View Full Version : Tow vehicle/trailer questions
05-13-2007, 08:47 PM
Few trailering issues that might be truck, might be trailer, might be both.
My boat is a 23' Fish Nautique (inboard center console). I've never had it on scales, but internet literature I've read puts it at 4800lbs empty, so I figure it at a MAX of 6,000lbs all loaded up.
Trailer is a 2004 tandem torsion axle aluminum trailer with no brakes and a standard 2" coupler (same deal that's on my 19' boat trailer?) The trailer was supposedly custom made for the boat, who knows whether that's true.
The truck is a 1995 Suburban with a 350 TBI engine, 4L60E tranny, 3 inches of lift, 33" tires, class 3 receiver hitch.
The truck sags in the rear as it is, without a boat...put the boat on there and I feel like if I hit a bump just right I'll ride a wheelie. The truck's brakes suck as it is, put the boat on there and I feel like I'm waiting to rear-end people, so I end up driving 500yds behind people. The engine might be getting worn out because it sure doesn't seem as peppy as it used to (it's got 180,000 miles on it) but I don't imagine any truck likes having 6,000lbs of boat behind it, so I'm chalking the sluggishness up to that and not really counting it as a problem.

[Pointing and labeling entries]
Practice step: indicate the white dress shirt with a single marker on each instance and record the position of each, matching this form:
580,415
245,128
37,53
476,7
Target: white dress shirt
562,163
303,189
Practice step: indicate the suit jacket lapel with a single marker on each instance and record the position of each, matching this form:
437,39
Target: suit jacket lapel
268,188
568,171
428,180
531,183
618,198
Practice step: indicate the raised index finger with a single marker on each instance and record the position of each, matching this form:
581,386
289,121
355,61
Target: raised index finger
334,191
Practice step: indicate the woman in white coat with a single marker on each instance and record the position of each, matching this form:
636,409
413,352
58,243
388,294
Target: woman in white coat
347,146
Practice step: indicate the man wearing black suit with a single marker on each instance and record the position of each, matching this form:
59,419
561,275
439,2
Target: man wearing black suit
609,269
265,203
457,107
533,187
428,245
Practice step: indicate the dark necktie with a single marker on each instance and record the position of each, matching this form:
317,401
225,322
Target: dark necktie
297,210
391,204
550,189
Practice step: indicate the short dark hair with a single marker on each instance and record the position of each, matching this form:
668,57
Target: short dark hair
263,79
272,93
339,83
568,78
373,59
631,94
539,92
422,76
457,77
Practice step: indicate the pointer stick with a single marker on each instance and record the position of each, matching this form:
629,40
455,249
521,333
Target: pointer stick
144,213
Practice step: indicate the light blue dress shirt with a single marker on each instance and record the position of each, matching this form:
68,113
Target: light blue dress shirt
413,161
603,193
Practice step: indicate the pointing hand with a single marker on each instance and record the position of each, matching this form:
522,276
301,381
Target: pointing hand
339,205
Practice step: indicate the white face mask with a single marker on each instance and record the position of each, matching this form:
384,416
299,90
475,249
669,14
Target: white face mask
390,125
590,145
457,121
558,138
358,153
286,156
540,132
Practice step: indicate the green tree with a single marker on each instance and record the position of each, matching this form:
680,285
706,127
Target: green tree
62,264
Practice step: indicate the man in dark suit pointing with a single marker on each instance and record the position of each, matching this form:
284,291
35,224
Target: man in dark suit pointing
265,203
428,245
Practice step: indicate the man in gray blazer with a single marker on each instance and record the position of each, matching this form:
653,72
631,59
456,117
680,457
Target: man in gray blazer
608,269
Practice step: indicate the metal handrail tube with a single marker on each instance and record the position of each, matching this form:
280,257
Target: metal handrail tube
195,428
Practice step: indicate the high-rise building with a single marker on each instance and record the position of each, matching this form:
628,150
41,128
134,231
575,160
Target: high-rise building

• WORK TO DO:
1: Reproduce the passage from the towing forum post, starting with "The truck sags" and going on through "as a problem.".
2: Using the towing forum post, decide whether each statement agrees with it, answering yes or no and quoting the words that settle it: (a) The boat has been weighed on scales. (b) The trailer lacks brakes. (c) The truck has 180,000 miles on it.
3: Write the next part of the towing forum post, picking up after its final sentence.

• ANSWERS TO THE EXERCISE:
1:
The truck sags in the rear as it is, without a boat...put the boat on there and I feel like if I hit a bump just right I'll ride a wheelie. The truck's brakes suck as it is, put the boat on there and I feel like I'm waiting to rear-end people, so I end up driving 500yds behind people. The engine might be getting worn out because it sure doesn't seem as peppy as it used to (it's got 180,000 miles on it) but I don't imagine any truck likes having 6,000lbs of boat behind it, so I'm chalking the sluggishness up to that and not really counting it as a problem.

2:
(a) No: "I've never had it on scales"
(b) Yes: "with no brakes"
(c) Yes: "it's got 180,000 miles on it"

3:
So, would adding trailer brakes fix my braking issues? I know a boat of this size should definitely have brakes, but until three weeks ago I only had to trailer .02 miles, if at all, to put the boat in the water...usually it just slept in the water. Now that's changed and the shortest trip is 15 minutes and I'll be towing her next weekend 3.5 hours. Full-size Chevy's of that era are known for having crappy brakes, and I've never had a boat trailer with brakes, so I don't know how much they help. Since I'm pretty sure I need to get em, what brand, what style, etc. As for the the sagging stance, it does that with or w/out the boat, so I'm stopping by a spring shop one day after work this week to talk about it with them, but my question here is whether or not there may be too much tongue weight, and if so, how do I decide how far back to the move the boat (I probably only have 6" of adjustment aft before the winch post hits a crossbeam).
Thanks for any help.
05-14-2007, 10:31 AM
That load is WAY too heavy to not have trailer brakes... I would recommend 3 things.
1. Get disc brakes installed on at least one of the axles.
2. Put air shocks on the truck.
3. If possible change out leaf spring size on truck to a beefier set.
I'm pretty sure you are also illegal. Any trailer over 3000lbs is required to have brakes.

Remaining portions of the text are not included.